• **EXTRAIT DU TEXTE**
Un an plus tard, Interrogation reçoit un accueil très favorable. Les comptes rendus s’égrènent au cours de l’année suivante à propos de ce «petit livre, dur, mystique, tout flamboyant, tout fumant encore de la bataille», qui rappelle à la fois Claudel, Whitman et Lamennais à Fernand Vandérem. Le grand Apollinaire lui concède aussi quelques lignes très positives. La recension la plus enflammée revient à Hyacinthe Philouze, sensible à «l’âme tout entière de la génération qui, au sortir de la tranchée, va façonner le monde nouveau!» Quant à la réaction de Paul Adam, c’est la reconnaissance du vieux professeur d’énergie, heureux de saluer en Drieu un émule de Rimbaud. En 1934, date anniversaire s’il en est, La Comédie de Charleroi forcera aussi l’admiration des contemporains. Selon Marcel Arland, Drieu y a moins livré «une peinture de la guerre», tableau naïf, que le «récit des rapports d’un homme avec la guerre». Au lendemain de l’Occupation et du suicide de Drieu, Mauriac dénoncera sa fascination pour la force mais rendra hommage à «ce garçon français qui s’est battu quatre ans pour la France, qui aurait pu mourir aux Dardanelles». Cette guerre que Drieu avait apostrophée en poète anti-mallarméen: «il faut percuter et non suggérer». Stéphane Guégan

*«Jean-François Louette et Gil Tchernia», présentation et annotation de Jean-François Louette et Gil Tchernia, Revue des deux mondes, mars 2014, 15€.

• **À FAIRE**
D’après l’extrait du texte, qu’est-ce que Drieu a livré dans La Comédie de Charleroi, selon Marcel Arland, plutôt qu’« une peinture de la guerre » ?

• **CONTENU AFFICHÉ**
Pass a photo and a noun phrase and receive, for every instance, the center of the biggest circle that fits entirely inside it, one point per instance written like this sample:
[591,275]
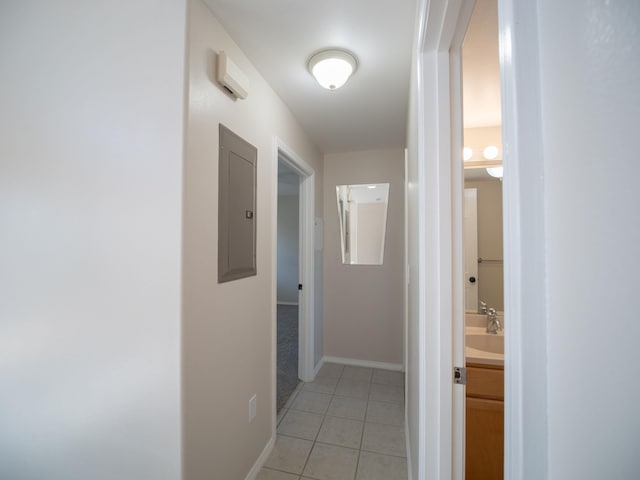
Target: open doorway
[294,256]
[288,253]
[483,247]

• **RÉPONSE RÉDIGÉE**
Le récit des rapports d’un homme avec la guerre.